SOURCE MATERIAL ::
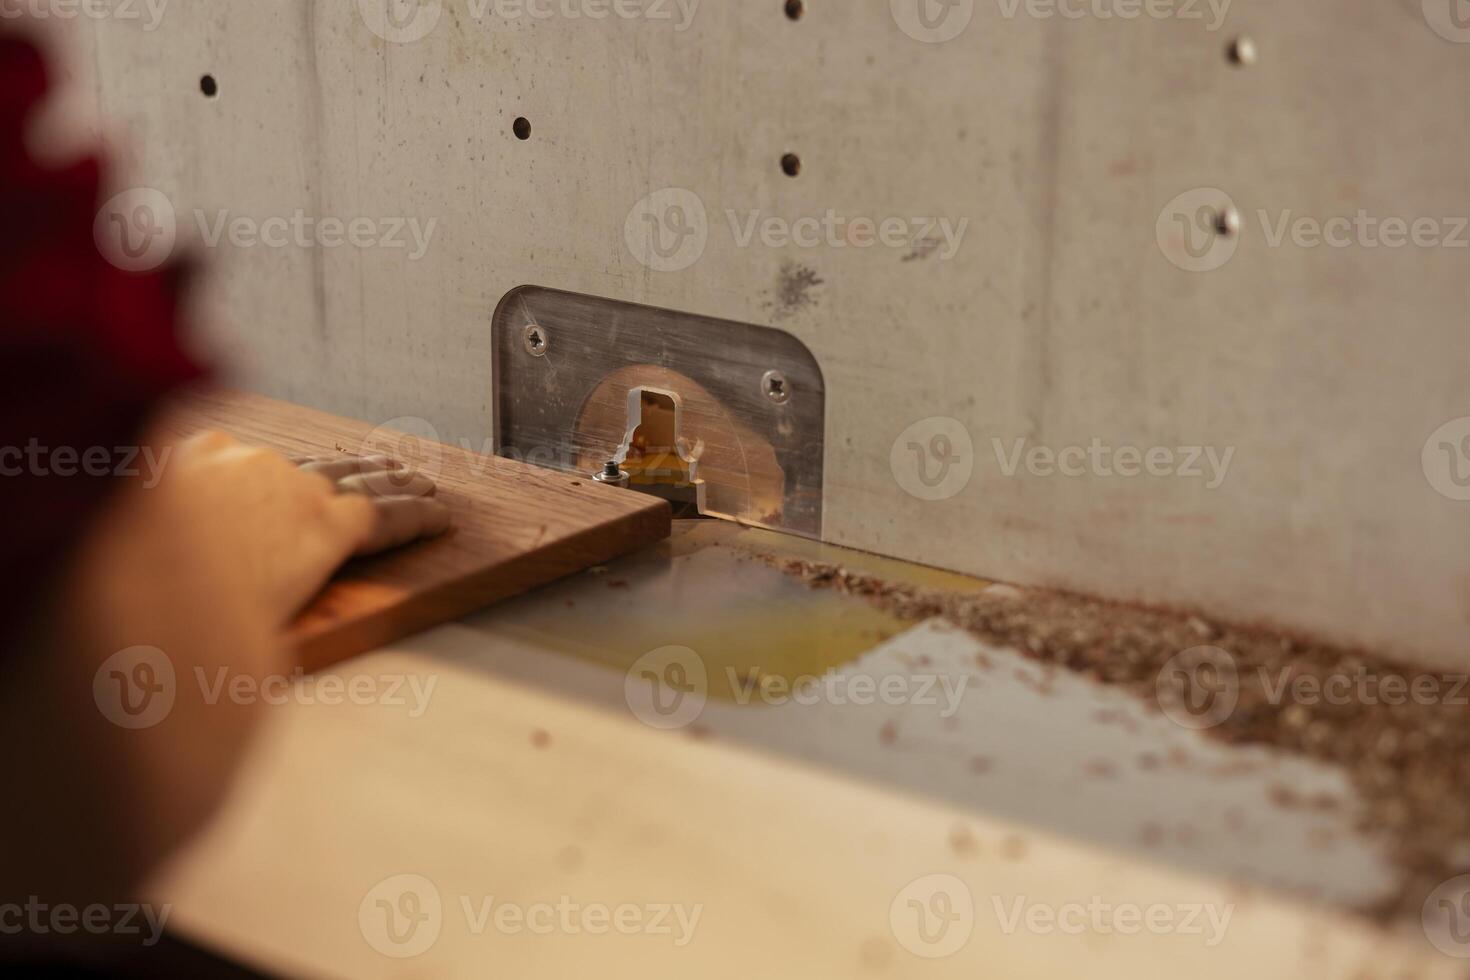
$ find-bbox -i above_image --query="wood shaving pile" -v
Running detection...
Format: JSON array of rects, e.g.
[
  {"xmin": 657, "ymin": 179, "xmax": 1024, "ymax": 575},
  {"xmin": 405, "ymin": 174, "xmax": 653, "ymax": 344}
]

EXERCISE AIM :: Which lines of the data contain the word "xmax"? Copy each one.

SOLUTION FOR THIS PROBLEM ::
  {"xmin": 657, "ymin": 179, "xmax": 1024, "ymax": 575},
  {"xmin": 405, "ymin": 174, "xmax": 653, "ymax": 344}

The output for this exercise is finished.